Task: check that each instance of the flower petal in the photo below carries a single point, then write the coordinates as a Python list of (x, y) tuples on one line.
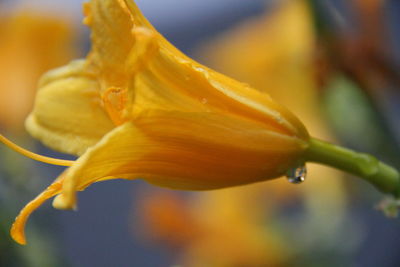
[(18, 228), (68, 115), (190, 151)]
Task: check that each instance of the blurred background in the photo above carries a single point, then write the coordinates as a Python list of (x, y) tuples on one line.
[(334, 63)]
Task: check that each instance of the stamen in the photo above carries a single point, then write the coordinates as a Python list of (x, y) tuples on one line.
[(37, 157)]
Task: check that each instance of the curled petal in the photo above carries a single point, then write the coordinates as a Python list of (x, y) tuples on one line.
[(191, 151), (68, 114)]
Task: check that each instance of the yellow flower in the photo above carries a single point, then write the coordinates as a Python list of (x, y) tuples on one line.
[(137, 107)]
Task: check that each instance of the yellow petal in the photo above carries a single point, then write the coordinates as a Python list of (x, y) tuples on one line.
[(191, 151), (18, 228), (68, 114)]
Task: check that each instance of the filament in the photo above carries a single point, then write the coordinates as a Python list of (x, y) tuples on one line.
[(37, 157)]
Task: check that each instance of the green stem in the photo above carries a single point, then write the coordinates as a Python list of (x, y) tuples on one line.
[(367, 167)]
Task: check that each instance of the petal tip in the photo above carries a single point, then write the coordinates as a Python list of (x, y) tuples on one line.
[(18, 234), (63, 202)]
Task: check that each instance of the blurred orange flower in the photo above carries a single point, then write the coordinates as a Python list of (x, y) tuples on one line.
[(274, 53)]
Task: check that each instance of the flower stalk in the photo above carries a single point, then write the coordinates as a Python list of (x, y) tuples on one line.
[(384, 177)]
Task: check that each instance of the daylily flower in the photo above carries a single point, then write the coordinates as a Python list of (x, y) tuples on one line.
[(137, 107), (272, 52), (27, 50)]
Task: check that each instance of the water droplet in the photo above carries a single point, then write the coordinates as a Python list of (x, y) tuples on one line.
[(297, 175)]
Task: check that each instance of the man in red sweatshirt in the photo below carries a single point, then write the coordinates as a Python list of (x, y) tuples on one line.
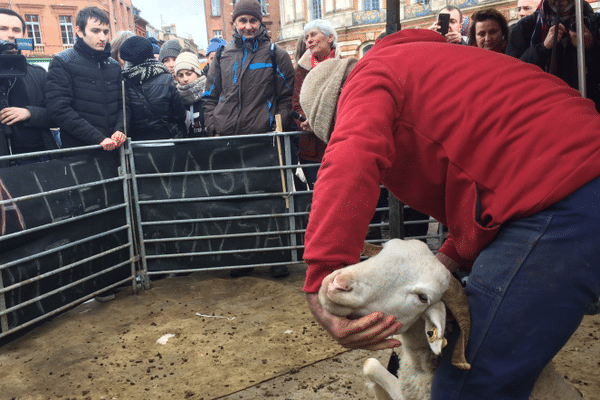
[(503, 154)]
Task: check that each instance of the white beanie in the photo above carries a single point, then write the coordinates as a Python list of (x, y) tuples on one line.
[(187, 60), (320, 93)]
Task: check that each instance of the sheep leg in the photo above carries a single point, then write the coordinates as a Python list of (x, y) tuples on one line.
[(387, 386)]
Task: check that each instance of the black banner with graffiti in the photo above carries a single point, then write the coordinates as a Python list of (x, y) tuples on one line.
[(232, 210), (230, 207)]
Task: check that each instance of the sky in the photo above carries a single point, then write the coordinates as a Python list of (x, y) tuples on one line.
[(187, 15)]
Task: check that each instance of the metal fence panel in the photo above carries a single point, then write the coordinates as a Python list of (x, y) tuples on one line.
[(218, 203), (65, 232)]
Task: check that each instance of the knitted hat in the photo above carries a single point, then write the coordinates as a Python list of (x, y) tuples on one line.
[(171, 48), (247, 7), (187, 60), (214, 45), (136, 50), (320, 93)]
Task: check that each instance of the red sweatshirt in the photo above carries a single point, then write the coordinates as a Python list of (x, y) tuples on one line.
[(471, 137)]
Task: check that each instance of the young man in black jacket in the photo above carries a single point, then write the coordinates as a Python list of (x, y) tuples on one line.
[(83, 89), (26, 115)]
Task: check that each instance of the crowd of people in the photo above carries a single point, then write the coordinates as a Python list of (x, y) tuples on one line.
[(251, 79)]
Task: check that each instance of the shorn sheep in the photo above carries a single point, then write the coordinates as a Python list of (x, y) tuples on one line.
[(405, 279)]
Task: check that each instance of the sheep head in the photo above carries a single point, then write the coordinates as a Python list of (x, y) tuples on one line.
[(403, 279)]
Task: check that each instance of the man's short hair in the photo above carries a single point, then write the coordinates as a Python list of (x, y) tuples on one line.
[(450, 9), (15, 14), (87, 13)]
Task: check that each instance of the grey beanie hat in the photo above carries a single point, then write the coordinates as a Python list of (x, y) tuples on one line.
[(247, 7), (320, 93), (170, 48)]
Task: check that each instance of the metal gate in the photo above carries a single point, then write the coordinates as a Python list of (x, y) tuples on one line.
[(66, 232), (85, 221)]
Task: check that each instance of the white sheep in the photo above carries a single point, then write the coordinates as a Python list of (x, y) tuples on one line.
[(405, 279)]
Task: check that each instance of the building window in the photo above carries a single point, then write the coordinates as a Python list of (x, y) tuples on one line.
[(215, 7), (33, 28), (316, 11), (66, 29), (371, 5)]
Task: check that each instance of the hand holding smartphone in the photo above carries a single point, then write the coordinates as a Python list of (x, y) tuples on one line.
[(444, 23)]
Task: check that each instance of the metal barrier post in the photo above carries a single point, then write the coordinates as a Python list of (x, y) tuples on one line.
[(291, 189), (124, 172), (143, 274)]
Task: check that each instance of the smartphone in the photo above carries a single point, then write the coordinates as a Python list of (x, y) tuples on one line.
[(443, 22)]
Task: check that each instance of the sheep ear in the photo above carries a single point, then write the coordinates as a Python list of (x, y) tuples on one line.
[(435, 326), (370, 250), (456, 301)]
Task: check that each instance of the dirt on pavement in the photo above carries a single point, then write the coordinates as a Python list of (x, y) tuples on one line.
[(254, 338)]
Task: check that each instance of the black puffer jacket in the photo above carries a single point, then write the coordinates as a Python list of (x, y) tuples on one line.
[(156, 109), (83, 94), (33, 134)]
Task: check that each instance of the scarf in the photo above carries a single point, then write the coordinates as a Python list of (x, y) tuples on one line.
[(140, 73), (96, 55), (192, 92), (314, 62)]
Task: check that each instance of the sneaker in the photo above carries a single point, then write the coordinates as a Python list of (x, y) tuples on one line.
[(239, 272), (104, 297)]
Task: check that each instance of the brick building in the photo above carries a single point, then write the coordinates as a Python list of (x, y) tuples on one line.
[(357, 22), (52, 25)]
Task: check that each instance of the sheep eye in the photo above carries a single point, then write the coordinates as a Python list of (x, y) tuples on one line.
[(422, 298)]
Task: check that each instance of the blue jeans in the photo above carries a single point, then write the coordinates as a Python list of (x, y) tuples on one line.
[(528, 292)]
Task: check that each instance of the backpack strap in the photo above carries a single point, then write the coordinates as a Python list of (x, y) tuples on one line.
[(274, 65)]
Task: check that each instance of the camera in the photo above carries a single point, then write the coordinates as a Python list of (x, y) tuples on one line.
[(444, 23)]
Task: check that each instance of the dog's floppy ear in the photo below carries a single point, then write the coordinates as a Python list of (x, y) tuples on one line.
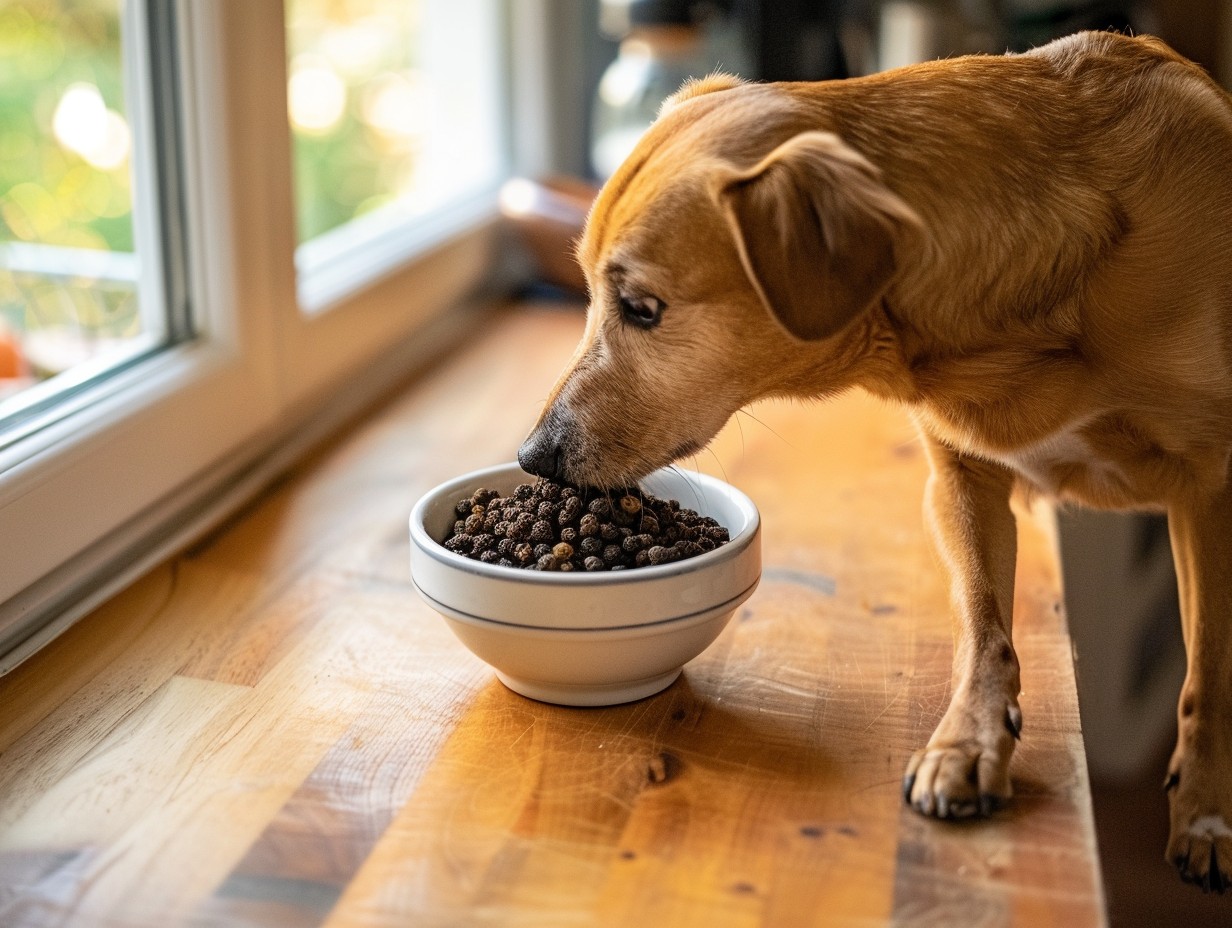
........
### THE PROBLEM
Rewrite all of the data above, switching "a single point" to "exactly one point" wherever it occurs and keeping everything else unchanged. Leave the pictures out.

### WRITTEN SOLUTION
Task: check that each instance of the flower petal in the photo below carries exactly one point, then write the coordinates as a Python list of (x, y) tuples on one line.
[(18, 228), (68, 115), (190, 151)]
Task: check that each instance of the blurred background in the photo above carries exactly one point, then write the coordinates as a Python list of (x, y) tuples on one line.
[(334, 63)]
Task: check that each instance of the stamen in the photo above carries exactly one point, then write the coordinates as a Python list of (x, y) tuples on one line.
[(37, 157)]
Task: check that each instance of the curled petal in the photo above carries exactly one point, then write the coordinates as a Python list of (x, y) tuples on one line.
[(191, 151), (68, 114)]
Task: check that each instance of the yellow flower in the photo above carries exactly one point, then write the coordinates as a Python list of (x, y) tuples on one line.
[(137, 107)]
Task: check that each instance of the yellow petal in the photo above carries exactly one point, then write the coordinates as a Python list of (x, y) tuples on one line.
[(191, 151), (18, 228), (68, 114)]
Task: check that each instance of the filament in the photo above carries exactly one point, then write the coordinates as a Python list of (x, y) tuples on one line.
[(37, 157)]
Task: check that each instance of the green stem in the photo above carries exactly one point, then write the coordinates as a Python list of (x, y) tuples on one line.
[(367, 167)]
Task: check that each instance of the petal tip in the photo above carries exactly one point, then write the coordinates as a Python list of (x, y) tuples on one line.
[(18, 234), (63, 202)]
Task: check that each instance of the blurred orange flower in the photo above carries exactly one point, then write the coordinates as a Python list of (x, y) tuples on one line.
[(274, 53)]
Task: check that each instance of the flower stalk in the photo above carries exactly one point, then write the coordinates as a Python list of (x, y) tuples on one line.
[(384, 177)]
Task: check that each instance of the daylily flower in the photo above carries exactly one point, then write the coordinates as a Python list of (x, y) tuples on one line.
[(137, 107), (272, 52), (27, 50)]
Task: check that each instance of the water droplet in the photo above carries exactly one point, then write the coordinates as a Python list of (x, y) tuples on one line.
[(297, 175)]
Task: check that each instance of the man in red sweatshirt in the photo below carries exactly one point, then write the coordinates as a Python list of (x, y) tuples on one line.
[(503, 154)]
Task: check that each instance of the white beanie in the photo above carries exactly one point, then write the coordinates as a Python list of (x, y) tuples on one line.
[(187, 60), (320, 93)]
Task: check that each instance of the sheep leg in the photo above carries exactly one point, then write the coordinates as a Python list of (x, y) tuples on one line.
[(387, 386)]
Task: check that each instance of the black banner with graffiti in the photo above carries exactly one point, then write the coordinates as a Python list of (x, y) tuples on one line.
[(232, 210), (230, 207)]
Task: check that each instance of the sky in the photo above carries exactly one point, then write the coordinates as a Python list of (x, y) tuples on one line.
[(187, 15)]
Task: check that each instance of the metal fence panel in the photo above carries exactly one point, then write the coordinates as a Python list of (x, y) tuples on one line.
[(218, 203), (65, 232)]
Task: check that each instance of the knitted hat in the photo above carries exactly one point, then write the coordinates as a Python list of (x, y) tuples on one line.
[(171, 48), (247, 7), (187, 60), (214, 45), (136, 50), (320, 93)]
Task: check that each instance of the red sweatshirt in the photo above carries exactly one point, then write the coordinates as a Python list of (x, y) tuples on one line.
[(471, 137)]
Task: check that each instance of the young man in black jacket in the photo above carries exactly one point, then write the coordinates as a Python list of (x, y) tuples on one line.
[(83, 89), (26, 115)]
Task: check that each instance of the crowd of people in the photo above carries exactly one point, then write the coordinates as a Python list of (x, y) tuples on one line.
[(251, 79)]
Task: check that each instance of the shorn sheep in the photo above carries exactly one point, then write the coordinates as a Python list of (x, y) tuples on one line.
[(405, 279)]
Task: check that each instance of the sheep head in the photo above carries exactly one point, then write the coordinates as a Python list of (x, y) tuples on one line.
[(403, 279)]
Task: check that each instance of the man's short hair in the photo above carries exactly one point, then write the coordinates as a Python list of (x, y) tuples on one line.
[(450, 9), (15, 14), (87, 13)]
Task: check that each instance of the grey beanie hat in the photo above carries exactly one point, then write the coordinates as a Python list of (x, y) tuples on one line.
[(247, 7), (320, 93), (170, 48)]
Task: check that each instance of the metal gate in the photo above carries exactly one point, then write the coordinates as a Python list of (x, y) tuples on one line.
[(66, 232), (85, 221)]
Task: check that each instance of the white sheep in the photo above carries exactly one point, then write the coordinates as a Python list of (x, y) tuples on one line.
[(405, 279)]
Task: check that each instance of the building window in the photo above carries exactly one point, then write the coordinates as a Python list of (x, y) tuples on one line.
[(215, 7), (33, 28), (316, 11), (66, 29), (371, 5)]
Task: check that each instance of the hand holding smartphone in the photo above carries exactly one point, then write the coordinates as a Python list of (x, y) tuples on one line.
[(444, 23)]
Task: check that each instance of the metal barrier post in the photo above carries exactly one point, then write the coordinates as a Python list of (x, y) tuples on one line.
[(291, 189), (124, 172), (143, 274)]
Task: check that each instance of the smartphone in the photo above carries exactly one point, then write the coordinates as a Python list of (x, y) tuples on one line.
[(443, 22)]
Task: check that each instance of the sheep ear in the photo above carries exactly one point, then write the coordinates as a Python list of (x, y) tuples on one line.
[(435, 326), (370, 250), (456, 301)]
Task: check that each instance of the dirt on pavement in the photo above carries exactly one point, then write the coordinates as a Python list of (x, y) tuples on one line.
[(254, 338)]
Task: check that each instance of the black puffer jacket in the photo above carries exactly one point, then write the coordinates as a Python list of (x, y) tuples on one line.
[(156, 109), (83, 94), (33, 134)]
Task: check that each instance of the scarf in the photo above carries exactly one point, then write the coordinates as a Python list of (x, y) tuples on one line.
[(140, 73), (96, 55), (192, 92), (314, 62)]
Task: check that each instance of the sneaker in the photo above carries exactly one point, then write the coordinates as a Python list of (x, y) tuples on one line.
[(239, 272), (104, 297)]
Task: check that each instance of the brick building in the photo above carries exactly one point, then write the coordinates as a Python list of (x, y) tuples on one line.
[(357, 22), (52, 25)]
Task: check that each instance of the sheep eye in the photo above carries exactly one point, then write the coordinates as a Python list of (x, y) tuples on one line.
[(422, 298)]
Task: check that each instance of the blue jeans in the photo above carries exactly one point, then write the coordinates as a Python list of (x, y) tuples on one line.
[(528, 292)]
Task: check that each instance of the backpack strap in the photo above carries exactly one point, then write the coordinates as a Python list of (x, y) tuples on one line.
[(274, 65)]
Task: check that each instance of the camera in the photo above carries exactly one point, then write the coordinates as a Python list of (x, y) tuples on one line.
[(444, 23)]
Task: check that each instance of the dog's floppy ear in the photo below carries exactly one point, then write the coordinates as a Python list of (x, y) tuples on one line.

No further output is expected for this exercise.